> What is being asked
Each line from the one that contains "fan using the picture above." to the end of the material must be quoted exactly; include both end lines and nothing else.
───── Records provided
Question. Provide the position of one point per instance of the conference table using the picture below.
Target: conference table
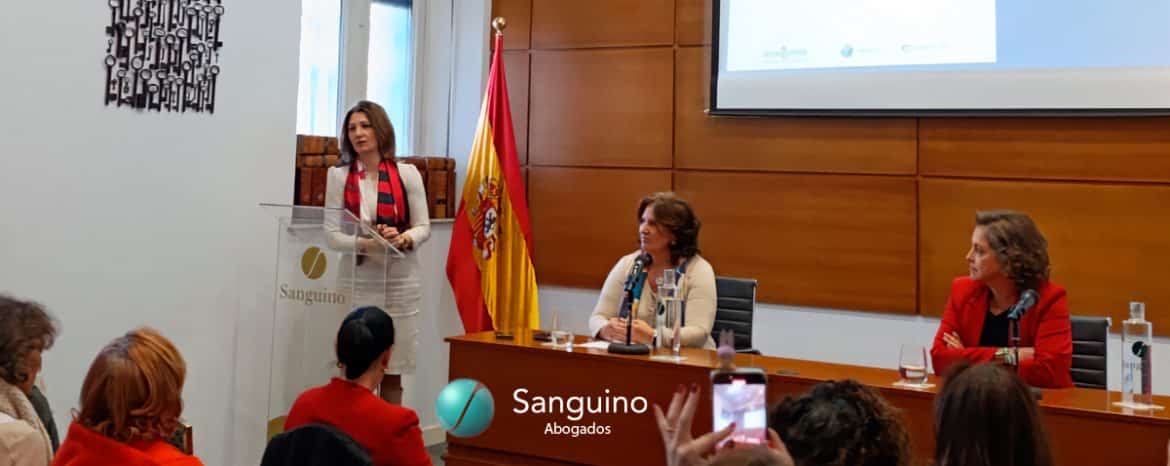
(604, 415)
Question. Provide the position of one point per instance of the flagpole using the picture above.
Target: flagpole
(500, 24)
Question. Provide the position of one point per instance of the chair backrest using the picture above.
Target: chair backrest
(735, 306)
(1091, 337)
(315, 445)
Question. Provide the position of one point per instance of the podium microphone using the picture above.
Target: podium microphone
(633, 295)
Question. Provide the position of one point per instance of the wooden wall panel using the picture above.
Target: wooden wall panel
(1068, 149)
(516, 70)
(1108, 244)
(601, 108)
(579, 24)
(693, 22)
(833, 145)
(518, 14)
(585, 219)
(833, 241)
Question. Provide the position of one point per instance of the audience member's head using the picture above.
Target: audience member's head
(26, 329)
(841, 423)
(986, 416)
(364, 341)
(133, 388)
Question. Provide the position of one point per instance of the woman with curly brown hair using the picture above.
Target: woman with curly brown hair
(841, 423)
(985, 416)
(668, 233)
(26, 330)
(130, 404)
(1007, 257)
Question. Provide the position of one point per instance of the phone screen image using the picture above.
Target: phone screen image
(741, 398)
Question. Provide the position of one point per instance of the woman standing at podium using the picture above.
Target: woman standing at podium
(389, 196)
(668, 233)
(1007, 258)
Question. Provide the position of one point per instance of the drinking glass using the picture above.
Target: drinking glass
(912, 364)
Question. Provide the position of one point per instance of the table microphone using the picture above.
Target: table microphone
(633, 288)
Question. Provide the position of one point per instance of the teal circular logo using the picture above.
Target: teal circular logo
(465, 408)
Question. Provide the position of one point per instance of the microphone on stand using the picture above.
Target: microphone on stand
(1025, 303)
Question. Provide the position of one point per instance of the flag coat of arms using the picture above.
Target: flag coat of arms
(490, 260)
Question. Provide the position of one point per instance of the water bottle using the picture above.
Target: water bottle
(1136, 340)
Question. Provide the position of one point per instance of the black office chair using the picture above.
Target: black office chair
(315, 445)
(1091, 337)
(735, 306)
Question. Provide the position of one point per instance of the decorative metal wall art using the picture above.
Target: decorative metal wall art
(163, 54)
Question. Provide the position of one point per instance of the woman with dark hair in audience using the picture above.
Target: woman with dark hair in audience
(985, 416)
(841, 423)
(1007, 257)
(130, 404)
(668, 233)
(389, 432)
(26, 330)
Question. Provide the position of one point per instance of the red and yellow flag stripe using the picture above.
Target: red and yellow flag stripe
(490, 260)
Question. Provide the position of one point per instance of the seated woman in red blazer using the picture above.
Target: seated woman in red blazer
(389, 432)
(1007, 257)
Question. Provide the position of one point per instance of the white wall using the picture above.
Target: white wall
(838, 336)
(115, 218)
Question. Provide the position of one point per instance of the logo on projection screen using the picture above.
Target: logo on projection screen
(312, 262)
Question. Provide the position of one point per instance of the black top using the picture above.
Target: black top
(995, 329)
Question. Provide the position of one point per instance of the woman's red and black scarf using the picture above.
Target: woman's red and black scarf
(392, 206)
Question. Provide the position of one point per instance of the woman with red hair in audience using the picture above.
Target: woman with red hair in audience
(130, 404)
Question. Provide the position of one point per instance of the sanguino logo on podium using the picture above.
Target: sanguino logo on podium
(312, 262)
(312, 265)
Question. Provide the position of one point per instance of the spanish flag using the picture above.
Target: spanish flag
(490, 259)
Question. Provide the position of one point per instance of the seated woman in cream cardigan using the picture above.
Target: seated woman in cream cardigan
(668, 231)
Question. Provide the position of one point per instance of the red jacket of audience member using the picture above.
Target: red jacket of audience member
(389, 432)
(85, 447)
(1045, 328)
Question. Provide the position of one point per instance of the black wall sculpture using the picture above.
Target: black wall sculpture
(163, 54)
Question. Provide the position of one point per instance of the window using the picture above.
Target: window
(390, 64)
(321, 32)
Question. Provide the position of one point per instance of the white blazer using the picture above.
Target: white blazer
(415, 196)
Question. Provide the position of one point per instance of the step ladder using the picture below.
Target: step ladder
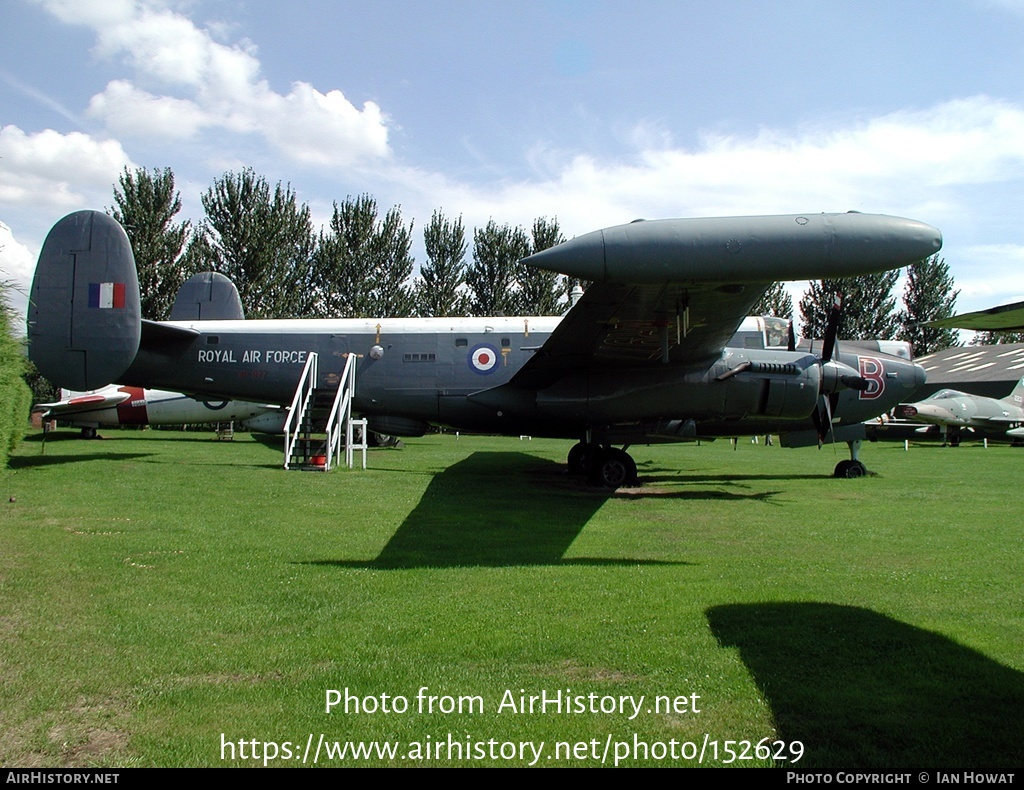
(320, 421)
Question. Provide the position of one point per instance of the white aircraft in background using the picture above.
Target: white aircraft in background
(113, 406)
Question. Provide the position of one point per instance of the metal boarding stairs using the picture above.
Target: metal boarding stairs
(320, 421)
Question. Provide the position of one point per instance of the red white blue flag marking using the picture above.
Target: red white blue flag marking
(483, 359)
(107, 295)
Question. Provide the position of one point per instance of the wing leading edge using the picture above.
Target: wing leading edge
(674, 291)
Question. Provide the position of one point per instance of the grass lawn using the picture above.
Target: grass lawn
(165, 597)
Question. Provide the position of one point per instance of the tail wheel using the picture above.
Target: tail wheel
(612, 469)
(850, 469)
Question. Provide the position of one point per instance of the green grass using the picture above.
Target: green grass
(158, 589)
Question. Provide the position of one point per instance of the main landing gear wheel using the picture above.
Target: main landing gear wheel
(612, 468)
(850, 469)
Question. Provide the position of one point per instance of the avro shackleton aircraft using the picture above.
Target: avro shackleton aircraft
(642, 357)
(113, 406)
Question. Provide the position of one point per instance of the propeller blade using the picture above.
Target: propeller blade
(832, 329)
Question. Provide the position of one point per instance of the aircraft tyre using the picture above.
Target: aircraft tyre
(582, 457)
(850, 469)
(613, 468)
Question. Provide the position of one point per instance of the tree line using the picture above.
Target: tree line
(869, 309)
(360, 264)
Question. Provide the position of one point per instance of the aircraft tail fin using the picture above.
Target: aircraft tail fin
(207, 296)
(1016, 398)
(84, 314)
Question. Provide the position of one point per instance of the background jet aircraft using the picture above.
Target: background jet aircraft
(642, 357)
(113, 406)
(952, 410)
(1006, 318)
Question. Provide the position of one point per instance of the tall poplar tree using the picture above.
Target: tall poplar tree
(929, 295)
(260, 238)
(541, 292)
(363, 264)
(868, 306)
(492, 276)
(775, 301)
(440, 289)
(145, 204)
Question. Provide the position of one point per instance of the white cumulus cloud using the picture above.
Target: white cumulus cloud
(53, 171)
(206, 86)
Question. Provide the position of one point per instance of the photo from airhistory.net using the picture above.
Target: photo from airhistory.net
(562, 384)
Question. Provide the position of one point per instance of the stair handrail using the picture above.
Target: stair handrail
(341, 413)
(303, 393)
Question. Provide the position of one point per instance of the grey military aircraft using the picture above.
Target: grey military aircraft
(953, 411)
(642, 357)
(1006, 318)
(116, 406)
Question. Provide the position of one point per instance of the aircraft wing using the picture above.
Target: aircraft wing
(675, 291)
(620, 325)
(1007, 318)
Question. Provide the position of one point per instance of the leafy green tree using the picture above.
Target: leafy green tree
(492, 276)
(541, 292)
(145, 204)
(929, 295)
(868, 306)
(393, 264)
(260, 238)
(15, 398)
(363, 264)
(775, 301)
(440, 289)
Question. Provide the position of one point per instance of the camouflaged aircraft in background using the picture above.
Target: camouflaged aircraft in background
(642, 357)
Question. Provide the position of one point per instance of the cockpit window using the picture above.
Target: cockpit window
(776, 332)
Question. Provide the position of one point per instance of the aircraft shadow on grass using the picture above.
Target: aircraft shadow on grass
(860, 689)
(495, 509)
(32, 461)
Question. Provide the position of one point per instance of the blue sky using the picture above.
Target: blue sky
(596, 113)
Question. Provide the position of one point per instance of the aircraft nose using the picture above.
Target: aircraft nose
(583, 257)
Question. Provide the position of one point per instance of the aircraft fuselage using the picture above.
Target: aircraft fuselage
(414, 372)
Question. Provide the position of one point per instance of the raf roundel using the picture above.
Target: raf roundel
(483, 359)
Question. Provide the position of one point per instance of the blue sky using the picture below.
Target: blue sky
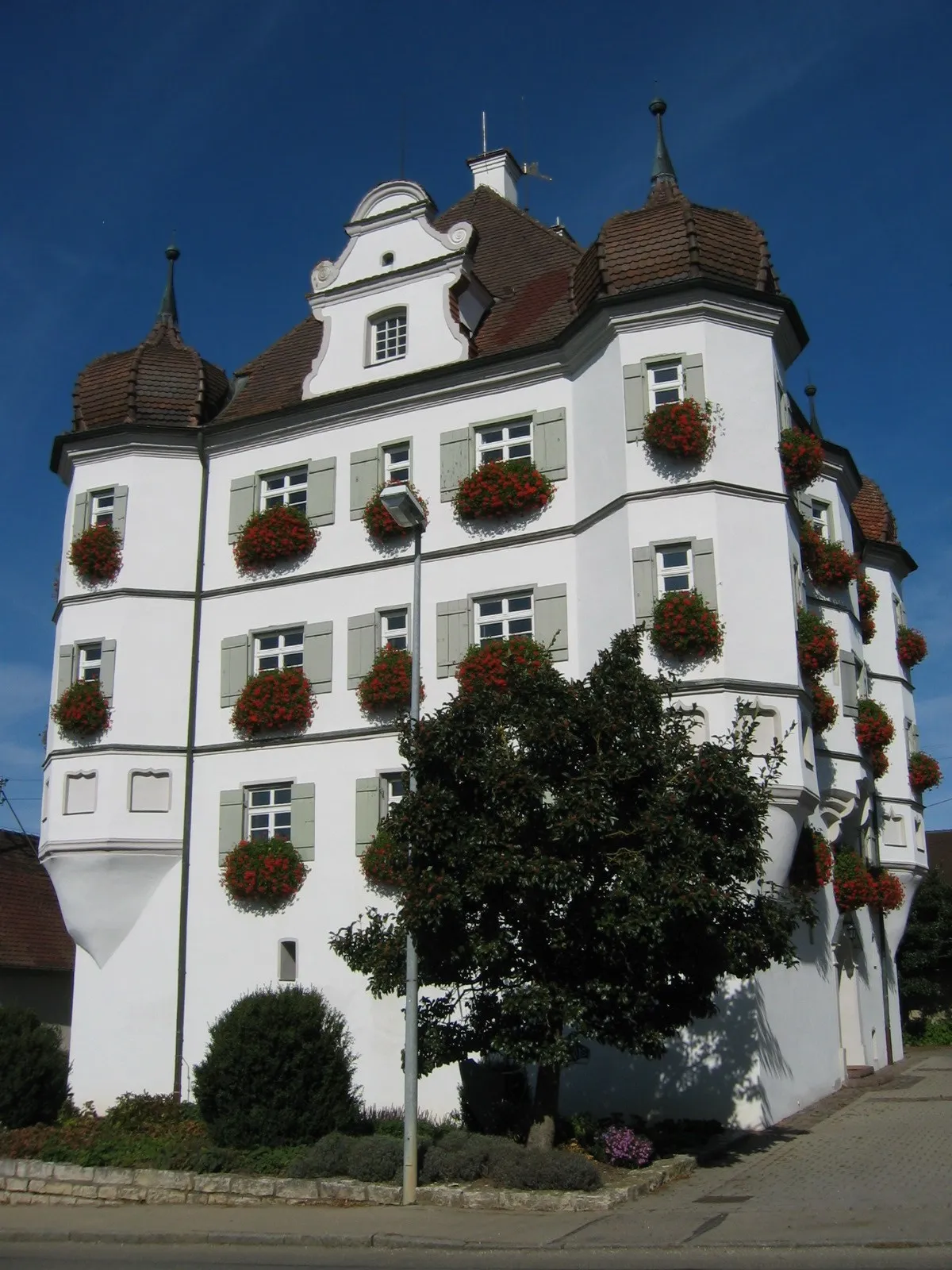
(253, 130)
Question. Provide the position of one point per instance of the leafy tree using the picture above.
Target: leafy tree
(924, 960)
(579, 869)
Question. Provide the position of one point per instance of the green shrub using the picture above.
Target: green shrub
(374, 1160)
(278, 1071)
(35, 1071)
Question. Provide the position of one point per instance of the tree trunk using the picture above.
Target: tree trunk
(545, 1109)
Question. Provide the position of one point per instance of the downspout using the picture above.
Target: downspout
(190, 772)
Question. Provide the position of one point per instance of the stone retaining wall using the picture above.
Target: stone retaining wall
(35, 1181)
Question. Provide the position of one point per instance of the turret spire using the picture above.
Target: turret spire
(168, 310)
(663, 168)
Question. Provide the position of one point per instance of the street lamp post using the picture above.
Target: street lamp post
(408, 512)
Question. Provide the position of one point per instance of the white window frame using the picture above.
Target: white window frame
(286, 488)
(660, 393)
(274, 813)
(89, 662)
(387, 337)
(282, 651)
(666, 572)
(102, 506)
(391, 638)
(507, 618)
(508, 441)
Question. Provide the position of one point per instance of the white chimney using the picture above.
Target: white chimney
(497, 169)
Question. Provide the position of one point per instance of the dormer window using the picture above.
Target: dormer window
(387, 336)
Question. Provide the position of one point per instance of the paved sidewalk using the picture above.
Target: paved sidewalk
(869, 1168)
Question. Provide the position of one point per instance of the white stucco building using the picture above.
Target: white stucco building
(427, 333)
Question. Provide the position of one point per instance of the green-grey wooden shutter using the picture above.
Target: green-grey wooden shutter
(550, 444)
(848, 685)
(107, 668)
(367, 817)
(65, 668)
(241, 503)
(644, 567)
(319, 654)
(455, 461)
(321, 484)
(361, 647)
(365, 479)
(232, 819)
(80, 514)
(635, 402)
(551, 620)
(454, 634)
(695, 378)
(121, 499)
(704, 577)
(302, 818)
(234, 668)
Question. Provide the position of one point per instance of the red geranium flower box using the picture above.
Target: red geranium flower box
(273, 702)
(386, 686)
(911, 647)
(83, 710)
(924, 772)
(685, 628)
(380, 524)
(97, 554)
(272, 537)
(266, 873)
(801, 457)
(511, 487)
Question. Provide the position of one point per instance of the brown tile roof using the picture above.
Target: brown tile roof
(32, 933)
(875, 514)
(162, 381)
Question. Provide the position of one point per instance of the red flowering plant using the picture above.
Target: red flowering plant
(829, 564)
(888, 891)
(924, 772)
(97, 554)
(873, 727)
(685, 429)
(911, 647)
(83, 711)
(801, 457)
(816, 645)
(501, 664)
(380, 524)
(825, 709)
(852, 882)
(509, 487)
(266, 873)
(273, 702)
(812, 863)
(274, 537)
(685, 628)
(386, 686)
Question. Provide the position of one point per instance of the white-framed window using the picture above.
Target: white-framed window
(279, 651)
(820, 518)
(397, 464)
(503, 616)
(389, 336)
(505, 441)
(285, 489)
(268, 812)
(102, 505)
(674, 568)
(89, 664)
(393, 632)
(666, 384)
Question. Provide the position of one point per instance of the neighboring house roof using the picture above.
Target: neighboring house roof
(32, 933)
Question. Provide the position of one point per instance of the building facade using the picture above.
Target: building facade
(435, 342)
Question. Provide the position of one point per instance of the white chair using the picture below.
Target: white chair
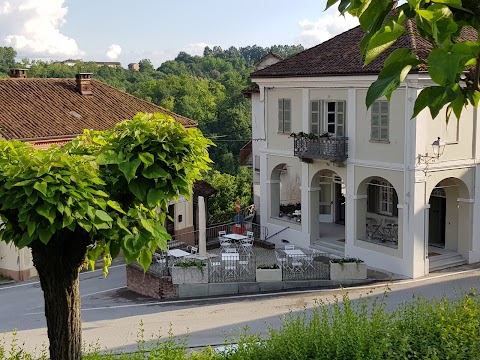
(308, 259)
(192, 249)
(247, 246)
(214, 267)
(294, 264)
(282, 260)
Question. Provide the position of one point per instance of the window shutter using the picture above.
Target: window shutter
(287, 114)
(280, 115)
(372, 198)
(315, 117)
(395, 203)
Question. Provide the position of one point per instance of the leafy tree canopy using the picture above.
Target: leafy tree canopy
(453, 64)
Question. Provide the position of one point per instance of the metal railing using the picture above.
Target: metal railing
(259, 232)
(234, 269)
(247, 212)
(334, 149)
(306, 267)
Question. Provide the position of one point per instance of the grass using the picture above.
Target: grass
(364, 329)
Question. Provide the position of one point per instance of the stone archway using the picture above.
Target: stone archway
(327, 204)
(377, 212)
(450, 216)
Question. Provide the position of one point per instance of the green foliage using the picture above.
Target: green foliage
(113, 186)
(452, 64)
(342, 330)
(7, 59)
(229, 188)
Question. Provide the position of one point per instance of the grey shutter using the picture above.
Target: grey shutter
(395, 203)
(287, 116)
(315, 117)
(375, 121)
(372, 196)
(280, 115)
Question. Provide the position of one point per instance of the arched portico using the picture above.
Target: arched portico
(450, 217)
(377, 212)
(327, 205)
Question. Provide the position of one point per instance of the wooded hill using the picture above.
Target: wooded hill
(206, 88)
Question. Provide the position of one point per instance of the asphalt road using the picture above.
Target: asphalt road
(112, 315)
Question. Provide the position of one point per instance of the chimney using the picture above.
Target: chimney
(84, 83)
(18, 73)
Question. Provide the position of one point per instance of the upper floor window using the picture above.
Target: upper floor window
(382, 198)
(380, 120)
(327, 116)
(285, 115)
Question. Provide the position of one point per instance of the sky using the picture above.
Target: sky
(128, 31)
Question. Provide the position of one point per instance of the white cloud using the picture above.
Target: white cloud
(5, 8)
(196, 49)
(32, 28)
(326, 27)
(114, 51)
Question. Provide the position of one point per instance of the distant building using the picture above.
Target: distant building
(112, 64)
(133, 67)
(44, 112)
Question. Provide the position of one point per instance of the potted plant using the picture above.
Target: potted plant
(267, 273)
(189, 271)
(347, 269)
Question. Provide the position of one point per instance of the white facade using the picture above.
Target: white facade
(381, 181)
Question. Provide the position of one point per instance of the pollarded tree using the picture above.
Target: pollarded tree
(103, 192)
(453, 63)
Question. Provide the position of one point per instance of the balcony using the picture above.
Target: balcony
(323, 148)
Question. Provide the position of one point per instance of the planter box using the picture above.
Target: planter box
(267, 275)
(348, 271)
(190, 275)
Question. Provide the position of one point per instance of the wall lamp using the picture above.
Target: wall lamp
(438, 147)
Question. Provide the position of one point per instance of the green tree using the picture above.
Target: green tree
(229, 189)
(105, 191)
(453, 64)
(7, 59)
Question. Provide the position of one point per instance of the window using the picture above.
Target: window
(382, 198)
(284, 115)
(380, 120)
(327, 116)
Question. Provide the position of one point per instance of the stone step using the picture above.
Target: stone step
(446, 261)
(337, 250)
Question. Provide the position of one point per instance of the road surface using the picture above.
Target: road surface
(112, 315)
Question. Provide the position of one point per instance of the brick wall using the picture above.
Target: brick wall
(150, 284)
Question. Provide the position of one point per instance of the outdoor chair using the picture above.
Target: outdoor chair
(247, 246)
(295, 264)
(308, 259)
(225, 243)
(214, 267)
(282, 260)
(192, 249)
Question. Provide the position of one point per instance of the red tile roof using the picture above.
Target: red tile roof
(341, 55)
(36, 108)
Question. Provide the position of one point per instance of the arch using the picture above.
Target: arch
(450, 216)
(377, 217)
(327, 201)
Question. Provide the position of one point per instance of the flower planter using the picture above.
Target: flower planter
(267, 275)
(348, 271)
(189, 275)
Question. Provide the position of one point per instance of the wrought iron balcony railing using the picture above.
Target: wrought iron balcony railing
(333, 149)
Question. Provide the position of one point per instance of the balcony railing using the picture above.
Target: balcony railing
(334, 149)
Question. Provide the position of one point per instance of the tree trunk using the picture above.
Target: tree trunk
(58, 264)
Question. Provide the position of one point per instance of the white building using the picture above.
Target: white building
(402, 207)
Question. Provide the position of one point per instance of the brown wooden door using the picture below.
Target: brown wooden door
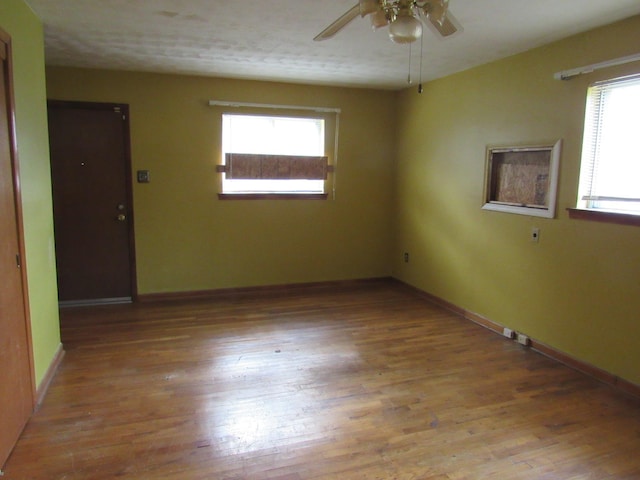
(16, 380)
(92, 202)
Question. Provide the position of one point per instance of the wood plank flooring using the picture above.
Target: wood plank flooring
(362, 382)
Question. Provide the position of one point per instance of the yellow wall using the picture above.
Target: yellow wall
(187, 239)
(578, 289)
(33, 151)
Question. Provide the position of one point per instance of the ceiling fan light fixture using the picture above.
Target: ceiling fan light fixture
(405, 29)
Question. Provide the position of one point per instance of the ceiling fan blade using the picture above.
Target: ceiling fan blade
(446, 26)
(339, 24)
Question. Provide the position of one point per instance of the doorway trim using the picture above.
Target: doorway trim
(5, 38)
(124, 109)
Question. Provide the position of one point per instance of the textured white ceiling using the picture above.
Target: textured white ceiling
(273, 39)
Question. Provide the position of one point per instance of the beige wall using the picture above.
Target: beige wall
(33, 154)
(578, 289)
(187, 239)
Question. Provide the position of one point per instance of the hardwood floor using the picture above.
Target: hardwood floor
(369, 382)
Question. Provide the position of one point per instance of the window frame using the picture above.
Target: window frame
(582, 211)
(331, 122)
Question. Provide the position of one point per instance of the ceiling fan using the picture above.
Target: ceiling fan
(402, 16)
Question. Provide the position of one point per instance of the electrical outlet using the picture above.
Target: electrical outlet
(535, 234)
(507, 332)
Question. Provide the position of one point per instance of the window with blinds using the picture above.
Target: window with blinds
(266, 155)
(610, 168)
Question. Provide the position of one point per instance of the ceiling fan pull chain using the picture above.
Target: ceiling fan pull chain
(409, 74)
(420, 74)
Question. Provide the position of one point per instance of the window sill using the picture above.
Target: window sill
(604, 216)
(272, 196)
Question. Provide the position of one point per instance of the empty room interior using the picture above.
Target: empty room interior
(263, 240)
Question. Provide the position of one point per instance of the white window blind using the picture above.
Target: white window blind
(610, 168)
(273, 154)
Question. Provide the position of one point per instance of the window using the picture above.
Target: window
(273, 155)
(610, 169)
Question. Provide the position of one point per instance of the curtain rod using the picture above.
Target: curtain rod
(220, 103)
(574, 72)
──────────
> Response to this exercise
Question. Provide the position of one point per instance of the ceiling fan using the picture above.
Target: ceiling fan
(402, 16)
Question. Provide the position of one point per instance of the electrical outlet using the picture above.
Target: electrical outlet
(535, 234)
(507, 332)
Question. Provide the position of one point per instance of the window with blinds using the picture above.
Target: window with blinds
(266, 155)
(610, 168)
Question. Provide the position of one point per instance of the ceiling fan pull chain using the picture above.
Target: ceiling fan pull chain
(409, 74)
(420, 74)
Question. Provide the position of one point per instance of the window sill using the picture above.
Target: window sill
(604, 216)
(272, 196)
Question. Provide the position of one point per instance of the empty room interior using the picture above.
Target: empty room interior
(263, 240)
Question. Provide the position of one point per instance of the white window blind using the picture above.
Target: white window blind
(610, 168)
(273, 154)
Question. Provide the position of one point per instance of the window using the picture above.
Target: window
(273, 155)
(610, 169)
Question. Provide the position of one point per instance of the curtain rod using the picture above.
Target: curtain rod
(220, 103)
(574, 72)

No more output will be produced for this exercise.